→ **TEXTE FOURNI**:
Les appareils engagés : un échantillon représentatif de la puissance chinoise
Le J-16, dérivé modernisé du Su-27, est le pilier de la force de frappe chinoise. Il dispose d’un radar AESA, d’une avionique numérique et de capacités air-air et air-sol étendues. Avec une autonomie d’environ 1 500 kilomètres et une charge utile de 8 tonnes, il peut couvrir tout le détroit de Taïwan sans ravitaillement. Sa combinaison d’agilité et de puissance radar en fait un instrument privilégié pour les missions de coercition aérienne.
Le J-10C, chasseur léger monomoteur, est employé comme intercepteur rapide et appareil d’escorte. Sa cellule optimisée et son radar AESA permettent une détection à moyenne portée tout en conservant une empreinte radar plus faible que celle du J-11 ou du Su-30. L’association de ces deux plateformes – lourde et légère – permet à la PLAAF de simuler une attaque combinée contre des cibles aériennes et terrestres.

→ **DONNÉES ENREGISTRÉES**:
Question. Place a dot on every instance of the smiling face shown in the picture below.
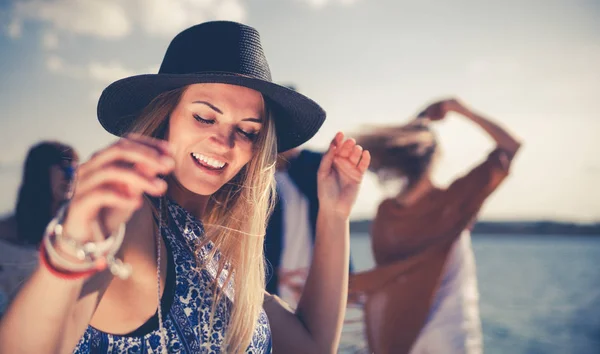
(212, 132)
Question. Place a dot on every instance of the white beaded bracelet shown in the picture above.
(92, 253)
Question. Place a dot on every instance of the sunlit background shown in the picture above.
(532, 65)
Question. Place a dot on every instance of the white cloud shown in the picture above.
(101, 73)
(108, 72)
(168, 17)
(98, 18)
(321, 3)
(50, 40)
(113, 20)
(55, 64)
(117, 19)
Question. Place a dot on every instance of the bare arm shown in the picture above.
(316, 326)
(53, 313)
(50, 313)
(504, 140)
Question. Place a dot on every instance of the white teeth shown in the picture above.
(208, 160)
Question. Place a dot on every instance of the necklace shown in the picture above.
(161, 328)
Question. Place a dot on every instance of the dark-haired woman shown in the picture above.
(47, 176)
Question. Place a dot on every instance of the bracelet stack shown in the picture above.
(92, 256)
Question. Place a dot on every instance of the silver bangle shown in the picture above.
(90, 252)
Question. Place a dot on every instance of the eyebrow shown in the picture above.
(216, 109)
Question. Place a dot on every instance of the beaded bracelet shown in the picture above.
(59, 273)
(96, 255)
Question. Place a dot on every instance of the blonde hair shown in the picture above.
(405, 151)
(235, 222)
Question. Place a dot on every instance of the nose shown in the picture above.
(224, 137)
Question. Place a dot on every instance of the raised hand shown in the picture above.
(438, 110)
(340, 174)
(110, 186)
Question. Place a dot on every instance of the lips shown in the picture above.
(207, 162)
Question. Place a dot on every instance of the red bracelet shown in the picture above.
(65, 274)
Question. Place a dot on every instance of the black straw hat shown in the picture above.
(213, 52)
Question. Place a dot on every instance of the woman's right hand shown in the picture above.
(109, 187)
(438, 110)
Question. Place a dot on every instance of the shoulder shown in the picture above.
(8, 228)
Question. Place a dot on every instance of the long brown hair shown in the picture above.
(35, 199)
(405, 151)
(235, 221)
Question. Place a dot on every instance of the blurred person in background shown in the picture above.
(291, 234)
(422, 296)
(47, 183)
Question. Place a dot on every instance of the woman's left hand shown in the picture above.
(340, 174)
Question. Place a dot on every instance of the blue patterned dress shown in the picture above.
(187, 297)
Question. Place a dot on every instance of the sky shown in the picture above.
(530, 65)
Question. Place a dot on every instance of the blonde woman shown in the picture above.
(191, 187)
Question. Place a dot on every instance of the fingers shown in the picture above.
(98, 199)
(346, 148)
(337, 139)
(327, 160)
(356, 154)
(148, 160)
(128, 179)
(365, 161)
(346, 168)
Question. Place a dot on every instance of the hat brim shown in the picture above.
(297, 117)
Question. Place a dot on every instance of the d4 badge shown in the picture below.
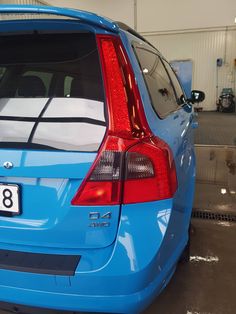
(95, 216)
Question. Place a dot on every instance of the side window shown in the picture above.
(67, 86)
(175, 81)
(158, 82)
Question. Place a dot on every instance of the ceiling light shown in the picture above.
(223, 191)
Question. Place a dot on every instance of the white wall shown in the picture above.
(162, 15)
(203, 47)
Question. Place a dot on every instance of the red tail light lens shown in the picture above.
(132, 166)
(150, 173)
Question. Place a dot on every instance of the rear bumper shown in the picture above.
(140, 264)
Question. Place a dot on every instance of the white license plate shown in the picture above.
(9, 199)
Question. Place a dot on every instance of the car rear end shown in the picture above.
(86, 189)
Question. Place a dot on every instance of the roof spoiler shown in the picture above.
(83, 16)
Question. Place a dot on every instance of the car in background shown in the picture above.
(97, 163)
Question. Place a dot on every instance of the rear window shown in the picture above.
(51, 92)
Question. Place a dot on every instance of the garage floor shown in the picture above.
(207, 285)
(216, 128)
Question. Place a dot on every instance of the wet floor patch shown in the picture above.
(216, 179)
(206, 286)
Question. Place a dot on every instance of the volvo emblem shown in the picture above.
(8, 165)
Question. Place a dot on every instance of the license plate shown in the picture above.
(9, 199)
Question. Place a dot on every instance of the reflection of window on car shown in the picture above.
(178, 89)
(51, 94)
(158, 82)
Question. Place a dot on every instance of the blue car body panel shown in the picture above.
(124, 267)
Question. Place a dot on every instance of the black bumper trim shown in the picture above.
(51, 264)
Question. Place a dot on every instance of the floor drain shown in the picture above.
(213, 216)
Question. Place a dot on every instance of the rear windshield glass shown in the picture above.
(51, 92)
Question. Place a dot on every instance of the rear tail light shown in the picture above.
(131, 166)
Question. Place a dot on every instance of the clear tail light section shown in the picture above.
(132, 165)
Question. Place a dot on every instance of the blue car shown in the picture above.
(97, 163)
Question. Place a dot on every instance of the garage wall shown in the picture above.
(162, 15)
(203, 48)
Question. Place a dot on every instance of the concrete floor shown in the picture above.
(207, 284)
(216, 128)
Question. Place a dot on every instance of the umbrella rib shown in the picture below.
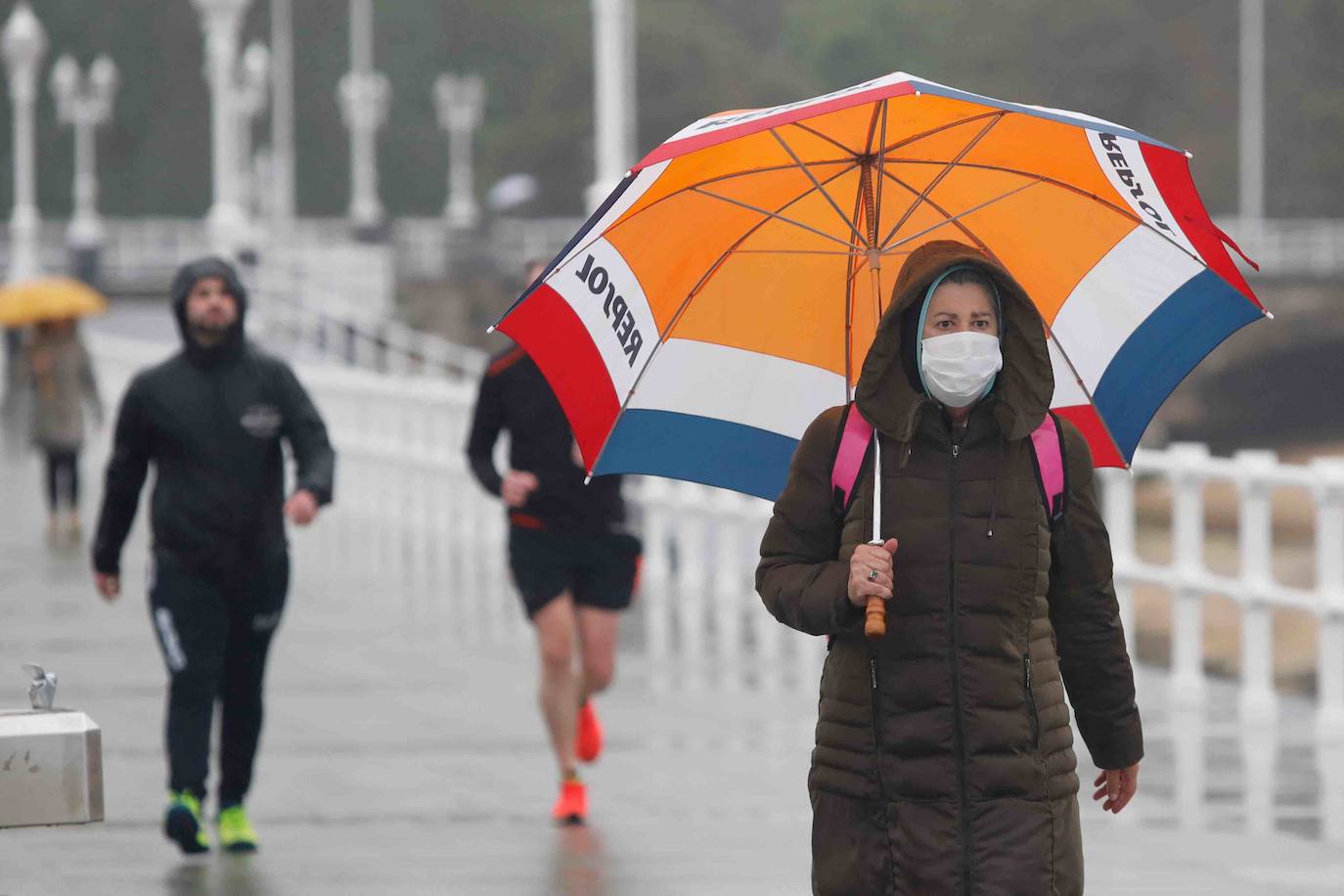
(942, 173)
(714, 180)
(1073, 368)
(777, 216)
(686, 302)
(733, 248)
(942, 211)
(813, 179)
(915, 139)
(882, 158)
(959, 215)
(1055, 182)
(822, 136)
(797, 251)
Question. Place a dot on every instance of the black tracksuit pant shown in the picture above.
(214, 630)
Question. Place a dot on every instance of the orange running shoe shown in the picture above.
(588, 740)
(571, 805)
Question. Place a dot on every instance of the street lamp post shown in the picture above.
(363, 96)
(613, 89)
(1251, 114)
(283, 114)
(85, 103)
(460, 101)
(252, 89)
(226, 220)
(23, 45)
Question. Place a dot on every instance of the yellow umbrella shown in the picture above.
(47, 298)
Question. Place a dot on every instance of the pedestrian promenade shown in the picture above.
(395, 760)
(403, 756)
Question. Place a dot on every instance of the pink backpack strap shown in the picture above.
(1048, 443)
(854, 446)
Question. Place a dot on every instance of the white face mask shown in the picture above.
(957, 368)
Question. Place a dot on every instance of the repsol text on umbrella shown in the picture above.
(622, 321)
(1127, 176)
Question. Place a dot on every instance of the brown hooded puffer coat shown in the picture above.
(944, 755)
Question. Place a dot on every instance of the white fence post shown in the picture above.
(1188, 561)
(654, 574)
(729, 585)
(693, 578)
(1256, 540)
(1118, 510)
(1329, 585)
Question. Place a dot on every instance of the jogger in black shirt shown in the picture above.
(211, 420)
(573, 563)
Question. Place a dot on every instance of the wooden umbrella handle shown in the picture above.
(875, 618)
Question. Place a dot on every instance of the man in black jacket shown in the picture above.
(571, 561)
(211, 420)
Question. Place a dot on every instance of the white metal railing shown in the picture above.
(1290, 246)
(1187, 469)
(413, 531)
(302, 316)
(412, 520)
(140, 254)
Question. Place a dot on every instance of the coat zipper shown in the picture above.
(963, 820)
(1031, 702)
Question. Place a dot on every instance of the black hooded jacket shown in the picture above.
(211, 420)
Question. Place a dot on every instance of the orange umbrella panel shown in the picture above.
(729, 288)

→ **CONSIGNE 1**:
Répondez à ces questions d'après le texte fourni :
(a) De quel appareil le J-16 est-il un dérivé modernisé ?
(b) Quelle charge utile le texte attribue-t-il au J-16 ?
(c) Dans quels rôles le J-10C est-il employé ?
→ **CONSIGNE 2**: Relevez toutes les désignations de modèles d'avions citées dans le texte fourni.
Les enregistrements n'interviennent pas ici.

→ **RÉPONSE 1**:
(a) Du Su-27.
(b) 8 tonnes.
(c) Comme intercepteur rapide et appareil d'escorte.

→ **RÉPONSE 2**: J-16, Su-27, J-10C, J-11, Su-30